(ASSIGNED TASK) Keeping each line exactly as it is, output all of the records.

(DATA)
____________
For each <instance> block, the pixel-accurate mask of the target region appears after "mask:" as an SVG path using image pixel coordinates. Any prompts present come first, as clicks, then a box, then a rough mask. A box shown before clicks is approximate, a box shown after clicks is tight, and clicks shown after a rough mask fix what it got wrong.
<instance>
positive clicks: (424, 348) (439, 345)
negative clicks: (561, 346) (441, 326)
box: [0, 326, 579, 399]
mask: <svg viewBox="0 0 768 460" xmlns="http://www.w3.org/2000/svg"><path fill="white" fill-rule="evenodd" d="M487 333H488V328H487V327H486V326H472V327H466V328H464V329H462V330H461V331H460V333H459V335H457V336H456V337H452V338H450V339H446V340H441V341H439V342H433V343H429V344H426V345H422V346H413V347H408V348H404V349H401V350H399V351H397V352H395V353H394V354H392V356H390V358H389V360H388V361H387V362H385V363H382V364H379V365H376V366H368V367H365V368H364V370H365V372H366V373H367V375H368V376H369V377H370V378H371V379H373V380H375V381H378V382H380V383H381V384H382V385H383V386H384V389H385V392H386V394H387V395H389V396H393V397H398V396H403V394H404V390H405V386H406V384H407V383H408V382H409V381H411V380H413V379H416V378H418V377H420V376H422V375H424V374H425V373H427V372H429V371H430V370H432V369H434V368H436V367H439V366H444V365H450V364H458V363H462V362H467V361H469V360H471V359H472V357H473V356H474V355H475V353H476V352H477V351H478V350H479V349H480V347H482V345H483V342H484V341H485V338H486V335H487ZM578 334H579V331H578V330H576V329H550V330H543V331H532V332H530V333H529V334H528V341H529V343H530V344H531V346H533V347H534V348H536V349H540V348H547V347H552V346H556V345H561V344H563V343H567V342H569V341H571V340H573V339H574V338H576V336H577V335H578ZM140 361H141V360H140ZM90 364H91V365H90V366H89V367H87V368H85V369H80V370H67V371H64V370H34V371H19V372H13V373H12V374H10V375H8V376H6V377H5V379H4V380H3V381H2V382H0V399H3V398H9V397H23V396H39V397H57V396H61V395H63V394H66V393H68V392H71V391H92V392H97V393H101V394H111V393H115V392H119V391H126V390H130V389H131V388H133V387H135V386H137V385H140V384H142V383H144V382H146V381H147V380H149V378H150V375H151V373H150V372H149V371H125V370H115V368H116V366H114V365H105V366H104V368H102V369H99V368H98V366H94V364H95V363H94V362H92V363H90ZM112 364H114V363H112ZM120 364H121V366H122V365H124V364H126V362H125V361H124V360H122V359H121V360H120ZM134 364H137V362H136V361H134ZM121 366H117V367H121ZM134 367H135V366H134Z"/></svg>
____________
(REPLY)
For each <instance> block, the pixel-accurate mask of the target region appears after "mask:" as an SVG path using image pixel coordinates. Any prompts present come first, as clicks, then a box, then a rough mask. A box shown before clicks is approximate, a box shown after clicks is tight, and clicks shown after a rough mask fix what it got wrong.
<instance>
positive clicks: (424, 348) (439, 345)
negative clicks: (561, 346) (441, 326)
box: [0, 326, 579, 399]
mask: <svg viewBox="0 0 768 460" xmlns="http://www.w3.org/2000/svg"><path fill="white" fill-rule="evenodd" d="M487 333H488V328H487V327H486V326H472V327H466V328H464V329H462V330H461V331H460V333H459V335H457V336H456V337H452V338H450V339H446V340H441V341H439V342H433V343H429V344H426V345H422V346H413V347H408V348H404V349H401V350H399V351H397V352H395V353H394V354H392V356H390V358H389V360H388V361H387V362H385V363H382V364H379V365H376V366H368V367H365V368H364V370H365V372H366V373H367V375H368V376H369V377H370V378H371V379H373V380H375V381H378V382H380V383H381V384H382V385H383V386H384V389H385V392H386V394H387V395H389V396H393V397H398V396H403V394H404V390H405V386H406V384H407V383H408V382H409V381H411V380H413V379H416V378H418V377H420V376H422V375H424V374H425V373H427V372H429V371H430V370H432V369H434V368H436V367H439V366H444V365H450V364H458V363H462V362H467V361H469V360H471V359H472V357H473V356H474V355H475V353H476V352H477V351H478V350H479V349H480V347H482V345H483V342H484V341H485V338H486V335H487ZM578 334H579V331H578V330H576V329H550V330H543V331H532V332H530V333H529V334H528V341H529V343H530V344H531V346H533V347H534V348H536V349H540V348H547V347H552V346H556V345H561V344H563V343H567V342H569V341H571V340H573V339H574V338H576V336H577V335H578ZM140 361H141V360H140ZM90 364H91V365H90V366H89V367H87V368H85V369H80V370H67V371H64V370H34V371H19V372H13V373H12V374H10V375H8V376H6V377H5V379H4V380H3V381H2V382H0V399H3V398H9V397H23V396H39V397H57V396H61V395H63V394H66V393H68V392H71V391H92V392H97V393H101V394H111V393H115V392H119V391H126V390H130V389H131V388H133V387H135V386H137V385H140V384H142V383H144V382H146V381H147V380H149V378H150V375H151V373H150V372H149V371H125V370H115V368H116V366H114V365H105V366H104V368H102V369H99V368H98V366H94V364H95V363H94V362H92V363H90ZM112 364H114V363H112ZM120 364H121V366H122V365H124V364H126V362H125V361H124V360H122V359H121V360H120ZM134 364H137V362H136V361H134ZM121 366H117V367H121ZM134 367H135V366H134Z"/></svg>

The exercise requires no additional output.